§ Extrait

↓

L’affaire des 46 soldats détenus au Mali finit par ressembler à une mauvaise série dont chaque épisode appelle un autre qui se profile avec son lot d’inconnues et sans doute aussi, de mauvaises surprises.
Le président togolais vient de faire une visite éclair à Bamako puis à Abidjan pour essayer de trouver un dénouement heureux à une affaire qui dure depuis juillet et qui risque d’affecter profondément les relations qui unissent deux pays voisins.
Jusque-là, il avait confié la direction des négociations à son représentant ; mais on l’imagine, lui aussi a été frappé par la déconvenue qui prit tous les observateurs de court, fin décembre ; alors que tout le monde s’attendait à une libération des soldats embastillés à Bamako -tout semblait dire que l’on s’acheminait vers cette issue- coup de poker du colonel chef de la junte malienne : la justice malienne inflige la peine capitale par contumace aux 3 soldats femmes libérées, et 20 ans de prison pour chacun des soldats emprisonnés.
Indignation, stupeur, stupéfaction à Abidjan où l’on s’attendait à un dénouement heureux puisque les signes de bonne volonté s’étaient multipliés, un mémorandum avait été signé.
Mais à vrai dire, les ivoiriens ne furent pas les seuls à être désagréablement surpris par la volte-face du colonel Goita. Surpris, le médiateur Faure l’a été ; et sans doute aussi, quelque peu déçu. Mais comme dans l’étiquette diplomatique, stoïcisme fait loi, on n’en saura rien.
Et courageusement, il décide de prendre les choses en mains et s’envole pour Bamako où il rencontre le colonel président ; dans la foulée -il ne peut pas s’arrêter en si bon chemin- il met le cap sur Abidjan pour s’entretenir avec le président Ouattara.
Ce n’est pas que le président Faure ne s’implique pas dans cet imbroglio : le pauvre se démène comme un beau diable dans un bénitier ; il y a que l’affaire est d’autant plus compliquée que la junte tient là l’occasion de solder ses comptes avec son voisin, avec lequel les sujets de divergences abondent.

↑

Reproduisez à l'identique le passage de l'extrait sur les soldats détenus au Mali, de « Le président togolais » jusqu'à « des soldats emprisonnés. ». Les enregistrements proviennent d'une source différente.

§ Données fournies

↓

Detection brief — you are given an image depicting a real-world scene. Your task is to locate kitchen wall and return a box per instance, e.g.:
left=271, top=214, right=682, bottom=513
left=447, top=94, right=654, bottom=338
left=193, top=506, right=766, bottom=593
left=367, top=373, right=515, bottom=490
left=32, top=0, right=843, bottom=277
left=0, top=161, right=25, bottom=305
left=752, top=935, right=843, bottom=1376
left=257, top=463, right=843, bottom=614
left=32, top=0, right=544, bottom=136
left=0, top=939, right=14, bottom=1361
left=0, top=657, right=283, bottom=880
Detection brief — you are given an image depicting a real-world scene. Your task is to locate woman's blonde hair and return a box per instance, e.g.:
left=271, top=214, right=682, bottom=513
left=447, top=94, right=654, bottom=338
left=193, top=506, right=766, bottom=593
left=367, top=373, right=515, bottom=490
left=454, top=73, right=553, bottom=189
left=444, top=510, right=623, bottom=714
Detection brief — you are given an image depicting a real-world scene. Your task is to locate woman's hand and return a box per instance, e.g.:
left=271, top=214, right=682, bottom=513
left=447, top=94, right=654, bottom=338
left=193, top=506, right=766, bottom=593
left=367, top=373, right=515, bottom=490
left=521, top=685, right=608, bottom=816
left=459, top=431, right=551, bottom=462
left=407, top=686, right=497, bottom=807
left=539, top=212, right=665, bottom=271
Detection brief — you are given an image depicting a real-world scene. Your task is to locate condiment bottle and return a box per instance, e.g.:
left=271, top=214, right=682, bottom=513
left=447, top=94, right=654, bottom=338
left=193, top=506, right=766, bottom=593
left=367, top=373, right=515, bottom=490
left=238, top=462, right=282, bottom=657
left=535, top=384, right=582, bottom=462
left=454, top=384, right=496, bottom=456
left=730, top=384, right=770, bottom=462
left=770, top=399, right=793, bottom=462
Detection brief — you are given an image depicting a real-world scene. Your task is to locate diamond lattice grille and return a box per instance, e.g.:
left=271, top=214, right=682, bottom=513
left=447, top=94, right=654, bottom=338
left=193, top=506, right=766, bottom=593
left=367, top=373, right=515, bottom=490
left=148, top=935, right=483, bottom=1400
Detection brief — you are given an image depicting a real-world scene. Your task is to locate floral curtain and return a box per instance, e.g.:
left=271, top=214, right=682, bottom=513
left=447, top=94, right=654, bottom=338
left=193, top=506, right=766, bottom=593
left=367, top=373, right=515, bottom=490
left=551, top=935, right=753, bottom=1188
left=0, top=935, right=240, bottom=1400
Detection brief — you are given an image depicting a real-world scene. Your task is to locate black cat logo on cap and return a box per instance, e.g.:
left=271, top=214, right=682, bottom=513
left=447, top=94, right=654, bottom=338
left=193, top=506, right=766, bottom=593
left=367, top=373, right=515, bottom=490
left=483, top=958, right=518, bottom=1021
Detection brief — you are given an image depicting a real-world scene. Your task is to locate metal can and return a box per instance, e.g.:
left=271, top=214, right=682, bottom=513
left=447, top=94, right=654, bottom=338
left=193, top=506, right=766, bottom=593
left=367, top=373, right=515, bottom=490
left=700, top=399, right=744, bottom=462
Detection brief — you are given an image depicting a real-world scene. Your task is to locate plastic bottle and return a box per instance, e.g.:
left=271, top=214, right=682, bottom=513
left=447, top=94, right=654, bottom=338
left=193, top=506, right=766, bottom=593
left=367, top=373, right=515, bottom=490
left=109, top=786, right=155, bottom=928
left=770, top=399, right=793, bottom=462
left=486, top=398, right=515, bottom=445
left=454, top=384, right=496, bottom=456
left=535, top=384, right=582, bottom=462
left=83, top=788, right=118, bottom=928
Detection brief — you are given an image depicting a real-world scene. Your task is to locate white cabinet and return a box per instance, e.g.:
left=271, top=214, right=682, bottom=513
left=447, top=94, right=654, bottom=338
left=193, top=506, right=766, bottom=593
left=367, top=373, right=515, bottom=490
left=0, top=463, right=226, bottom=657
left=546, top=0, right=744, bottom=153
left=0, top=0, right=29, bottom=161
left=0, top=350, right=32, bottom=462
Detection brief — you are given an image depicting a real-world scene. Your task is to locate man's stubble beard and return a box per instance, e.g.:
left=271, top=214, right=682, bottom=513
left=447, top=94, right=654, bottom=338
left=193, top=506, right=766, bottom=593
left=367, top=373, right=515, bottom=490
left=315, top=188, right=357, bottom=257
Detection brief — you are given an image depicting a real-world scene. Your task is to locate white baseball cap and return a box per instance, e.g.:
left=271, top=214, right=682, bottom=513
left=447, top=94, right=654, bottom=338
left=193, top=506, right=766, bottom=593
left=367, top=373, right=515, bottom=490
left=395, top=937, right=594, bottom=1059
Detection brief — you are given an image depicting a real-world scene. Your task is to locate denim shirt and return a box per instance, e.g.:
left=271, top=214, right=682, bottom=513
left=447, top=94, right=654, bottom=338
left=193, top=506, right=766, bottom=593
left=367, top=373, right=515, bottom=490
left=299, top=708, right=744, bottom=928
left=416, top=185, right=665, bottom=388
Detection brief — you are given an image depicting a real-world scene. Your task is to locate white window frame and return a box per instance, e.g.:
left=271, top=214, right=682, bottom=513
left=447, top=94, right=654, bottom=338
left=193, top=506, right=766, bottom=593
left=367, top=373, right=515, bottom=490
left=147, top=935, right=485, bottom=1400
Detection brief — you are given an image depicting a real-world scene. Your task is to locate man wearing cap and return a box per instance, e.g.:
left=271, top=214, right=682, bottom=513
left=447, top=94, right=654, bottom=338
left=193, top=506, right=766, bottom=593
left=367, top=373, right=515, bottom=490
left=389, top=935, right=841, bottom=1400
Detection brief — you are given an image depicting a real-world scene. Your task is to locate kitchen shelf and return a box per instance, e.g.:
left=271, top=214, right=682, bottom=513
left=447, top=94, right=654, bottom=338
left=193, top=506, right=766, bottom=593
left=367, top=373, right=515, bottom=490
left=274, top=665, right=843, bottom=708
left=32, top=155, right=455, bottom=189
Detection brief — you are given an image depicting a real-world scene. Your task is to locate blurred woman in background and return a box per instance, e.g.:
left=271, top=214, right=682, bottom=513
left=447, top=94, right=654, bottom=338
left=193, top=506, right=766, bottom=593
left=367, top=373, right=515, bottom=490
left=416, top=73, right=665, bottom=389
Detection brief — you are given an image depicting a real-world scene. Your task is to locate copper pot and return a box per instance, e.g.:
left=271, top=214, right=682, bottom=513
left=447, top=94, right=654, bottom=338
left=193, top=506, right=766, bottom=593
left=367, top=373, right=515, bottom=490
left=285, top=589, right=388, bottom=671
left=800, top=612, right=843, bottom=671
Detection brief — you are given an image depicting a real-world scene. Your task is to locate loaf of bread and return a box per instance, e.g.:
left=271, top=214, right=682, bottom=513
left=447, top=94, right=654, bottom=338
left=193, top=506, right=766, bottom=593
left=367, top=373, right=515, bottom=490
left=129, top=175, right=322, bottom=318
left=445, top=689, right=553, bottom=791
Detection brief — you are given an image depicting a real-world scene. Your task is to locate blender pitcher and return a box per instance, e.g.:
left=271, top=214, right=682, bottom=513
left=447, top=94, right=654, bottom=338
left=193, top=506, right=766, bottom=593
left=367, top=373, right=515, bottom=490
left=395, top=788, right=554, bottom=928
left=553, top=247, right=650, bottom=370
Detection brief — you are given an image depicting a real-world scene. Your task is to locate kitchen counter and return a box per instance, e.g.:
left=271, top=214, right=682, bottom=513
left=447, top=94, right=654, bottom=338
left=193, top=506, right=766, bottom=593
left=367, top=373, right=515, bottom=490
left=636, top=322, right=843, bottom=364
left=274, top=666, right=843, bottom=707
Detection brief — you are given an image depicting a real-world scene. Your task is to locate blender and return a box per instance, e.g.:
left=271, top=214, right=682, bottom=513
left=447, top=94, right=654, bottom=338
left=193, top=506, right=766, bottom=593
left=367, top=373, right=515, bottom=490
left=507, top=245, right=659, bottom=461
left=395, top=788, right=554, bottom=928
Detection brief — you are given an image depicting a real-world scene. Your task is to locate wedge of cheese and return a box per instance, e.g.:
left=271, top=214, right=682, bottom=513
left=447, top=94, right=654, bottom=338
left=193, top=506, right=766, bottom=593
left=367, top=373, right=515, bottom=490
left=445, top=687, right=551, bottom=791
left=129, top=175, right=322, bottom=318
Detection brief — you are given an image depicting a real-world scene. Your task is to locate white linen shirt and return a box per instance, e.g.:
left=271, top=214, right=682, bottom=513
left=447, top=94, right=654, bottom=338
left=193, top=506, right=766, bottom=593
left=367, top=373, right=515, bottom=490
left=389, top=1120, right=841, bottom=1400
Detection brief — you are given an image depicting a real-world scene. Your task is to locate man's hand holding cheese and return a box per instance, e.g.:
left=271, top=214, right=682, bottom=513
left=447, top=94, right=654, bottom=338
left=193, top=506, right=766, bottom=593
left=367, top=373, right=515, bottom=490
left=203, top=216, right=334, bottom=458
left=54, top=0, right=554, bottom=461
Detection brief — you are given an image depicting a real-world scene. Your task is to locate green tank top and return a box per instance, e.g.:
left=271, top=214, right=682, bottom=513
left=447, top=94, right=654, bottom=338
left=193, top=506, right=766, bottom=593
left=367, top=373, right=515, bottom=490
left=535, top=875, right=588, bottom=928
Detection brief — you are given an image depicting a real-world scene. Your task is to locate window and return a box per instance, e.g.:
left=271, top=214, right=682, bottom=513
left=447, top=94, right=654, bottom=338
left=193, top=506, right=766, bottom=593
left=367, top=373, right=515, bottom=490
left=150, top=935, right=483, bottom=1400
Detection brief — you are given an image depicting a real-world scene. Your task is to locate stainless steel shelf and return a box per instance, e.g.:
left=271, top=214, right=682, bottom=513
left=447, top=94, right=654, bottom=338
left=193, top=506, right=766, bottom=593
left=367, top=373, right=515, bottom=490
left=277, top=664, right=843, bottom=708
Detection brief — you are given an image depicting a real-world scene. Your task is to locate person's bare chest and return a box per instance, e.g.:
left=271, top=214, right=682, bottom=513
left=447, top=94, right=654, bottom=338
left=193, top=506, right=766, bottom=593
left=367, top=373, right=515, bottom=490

↑

§ Exercice réalisé
Le président togolais vient de faire une visite éclair à Bamako puis à Abidjan pour essayer de trouver un dénouement heureux à une affaire qui dure depuis juillet et qui risque d’affecter profondément les relations qui unissent deux pays voisins.
Jusque-là, il avait confié la direction des négociations à son représentant ; mais on l’imagine, lui aussi a été frappé par la déconvenue qui prit tous les observateurs de court, fin décembre ; alors que tout le monde s’attendait à une libération des soldats embastillés à Bamako -tout semblait dire que l’on s’acheminait vers cette issue- coup de poker du colonel chef de la junte malienne : la justice malienne inflige la peine capitale par contumace aux 3 soldats femmes libérées, et 20 ans de prison pour chacun des soldats emprisonnés.